● **TEXT SHOWN**:

+-------+

The post-Hegelian, German and French philosophies of the nineteenth and twentieth centuries have entailed remarkably intense debates on the individual, on the self as being unique or “concrete.” Both Kierkegaard and Heidegger devoted considerable effort to questions such as “What is it to be a self” and “How does a self relate to time?” What we encounter here can usefully be labeled a deep temporalization of the self, be it in the form of the Heideggerian emphasis on the temporality of Dasein, in the Kierkegaardian analysis of the self as a synthesis (of time and eternity), or in the Bergsonian idea of the profound self that precludes any kind of identity across time.
Thinkers such as Heidegger and Sartre categorically refused to associate the concept of identity with the human self. Instead, they opposed identity to ipseity (Selbstsein, ipséité): human beings are not “identical” (“the same”), they are, or can be, themselves. Paul Ricœur grasped this idea retrospectively by separating the idem-identity and the ipse-identity (or the “sameness” and the “selfhood”). Still the question remains: how does this emphasis on the temporalized self transform the traditional question of personal identity? At least one thing is clear: if the time of the self is understood as lived or experienced time, it is no longer the measurable, objective time in which two different points (t1 and t2) are compared and identified as two “slices” of the same person. The time of the self is the time of personal becoming, of finding or losing oneself, the time of a unique life that is co-determined by the individual itself, shaped by others, a time that can be told in a story and so forth.
Since at least the 1980s, several attempts have been made to understand the “Continental” line of thinking about the “self” as a reply to the post-Lockean “personal identity” question. Among these attempts to bring together the two conceptually different traditions of thought, we count works by Charles Taylor, Alasdair MacIntyre, Paul Ricœur and David Carr. MacIntyre does not seek to provide a novel answer to the personal identity question. Instead, he supplies the context without which the very question is meaningless. He claims that no account of personal identity can stand alone. As he puts it, “all attempts to elucidate the notion of personal identity independently of and in isolation from the notions of narrative, intelligibility and accountability are bound to fail”. Paul Ricœur attempts to do something similar to MacIntyre, that is, to reconstruct the conceptual framework within which the personal identity question can be asked. This framework combines some fundamentals of the action theory (the concept of agent and of reasons for an action) with some core distinctions of philosophical ethics.

+-------+

● **DATA LISTING**:
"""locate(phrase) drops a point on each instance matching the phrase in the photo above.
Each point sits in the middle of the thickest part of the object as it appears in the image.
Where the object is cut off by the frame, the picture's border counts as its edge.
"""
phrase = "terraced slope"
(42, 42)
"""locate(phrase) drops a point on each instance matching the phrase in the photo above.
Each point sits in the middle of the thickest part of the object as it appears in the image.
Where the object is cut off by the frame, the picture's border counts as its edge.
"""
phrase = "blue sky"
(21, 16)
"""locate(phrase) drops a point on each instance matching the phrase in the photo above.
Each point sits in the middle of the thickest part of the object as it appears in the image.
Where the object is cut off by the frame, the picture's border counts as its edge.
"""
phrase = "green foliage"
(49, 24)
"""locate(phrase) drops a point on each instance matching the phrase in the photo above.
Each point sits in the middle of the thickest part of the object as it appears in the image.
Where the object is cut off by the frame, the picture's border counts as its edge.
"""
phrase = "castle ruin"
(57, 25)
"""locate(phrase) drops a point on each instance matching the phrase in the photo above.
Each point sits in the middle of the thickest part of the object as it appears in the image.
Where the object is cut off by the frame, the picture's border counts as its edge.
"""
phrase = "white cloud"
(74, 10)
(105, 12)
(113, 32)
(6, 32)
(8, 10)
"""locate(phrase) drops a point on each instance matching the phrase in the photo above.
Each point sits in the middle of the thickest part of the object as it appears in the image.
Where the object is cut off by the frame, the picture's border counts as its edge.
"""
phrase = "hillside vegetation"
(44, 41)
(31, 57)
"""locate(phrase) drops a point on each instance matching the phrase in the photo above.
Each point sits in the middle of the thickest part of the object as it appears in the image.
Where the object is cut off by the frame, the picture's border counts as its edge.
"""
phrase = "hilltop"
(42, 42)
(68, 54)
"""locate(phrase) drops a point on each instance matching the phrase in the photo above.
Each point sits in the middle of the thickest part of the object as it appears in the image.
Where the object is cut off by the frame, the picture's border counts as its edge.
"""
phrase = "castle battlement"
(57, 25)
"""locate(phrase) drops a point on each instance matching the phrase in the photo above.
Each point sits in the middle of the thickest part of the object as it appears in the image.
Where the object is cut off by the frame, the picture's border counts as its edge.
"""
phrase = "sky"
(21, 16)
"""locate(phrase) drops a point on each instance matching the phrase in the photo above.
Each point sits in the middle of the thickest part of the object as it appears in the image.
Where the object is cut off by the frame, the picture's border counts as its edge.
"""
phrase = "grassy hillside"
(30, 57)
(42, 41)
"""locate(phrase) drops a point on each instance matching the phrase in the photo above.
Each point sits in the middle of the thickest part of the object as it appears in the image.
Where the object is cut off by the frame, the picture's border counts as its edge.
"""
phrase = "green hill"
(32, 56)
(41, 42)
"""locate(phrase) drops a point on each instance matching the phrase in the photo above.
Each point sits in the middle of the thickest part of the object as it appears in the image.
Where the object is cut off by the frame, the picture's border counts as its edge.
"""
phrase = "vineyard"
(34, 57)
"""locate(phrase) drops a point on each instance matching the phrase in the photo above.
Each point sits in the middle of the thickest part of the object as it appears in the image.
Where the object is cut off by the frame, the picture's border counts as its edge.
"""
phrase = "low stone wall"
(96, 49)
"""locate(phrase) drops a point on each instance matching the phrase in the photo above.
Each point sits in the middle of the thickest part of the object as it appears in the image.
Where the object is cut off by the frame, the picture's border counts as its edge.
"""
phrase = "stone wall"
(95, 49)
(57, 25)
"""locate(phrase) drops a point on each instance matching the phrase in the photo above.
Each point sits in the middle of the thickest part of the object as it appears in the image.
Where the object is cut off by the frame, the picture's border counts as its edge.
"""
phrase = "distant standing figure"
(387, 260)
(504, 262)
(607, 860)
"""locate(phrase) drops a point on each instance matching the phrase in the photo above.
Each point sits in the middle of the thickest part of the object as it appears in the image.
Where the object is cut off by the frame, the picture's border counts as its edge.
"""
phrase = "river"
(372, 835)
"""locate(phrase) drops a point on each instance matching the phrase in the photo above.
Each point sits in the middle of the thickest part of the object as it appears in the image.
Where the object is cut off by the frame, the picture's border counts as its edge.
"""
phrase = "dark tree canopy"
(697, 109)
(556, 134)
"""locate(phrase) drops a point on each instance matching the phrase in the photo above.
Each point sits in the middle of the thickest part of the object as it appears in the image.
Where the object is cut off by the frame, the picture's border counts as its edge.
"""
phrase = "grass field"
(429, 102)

+-------+

● **GOAL**: Rewrite the part of the passage on the self and personal identity that opens with the words "The post-Hegelian, German" and closes with "identity across time.", replacing "remarkably" with "notably".

● **TASK RESULT**:
The post-Hegelian, German and French philosophies of the nineteenth and twentieth centuries have entailed notably intense debates on the individual, on the self as being unique or “concrete.” Both Kierkegaard and Heidegger devoted considerable effort to questions such as “What is it to be a self” and “How does a self relate to time?” What we encounter here can usefully be labeled a deep temporalization of the self, be it in the form of the Heideggerian emphasis on the temporality of Dasein, in the Kierkegaardian analysis of the self as a synthesis (of time and eternity), or in the Bergsonian idea of the profound self that precludes any kind of identity across time.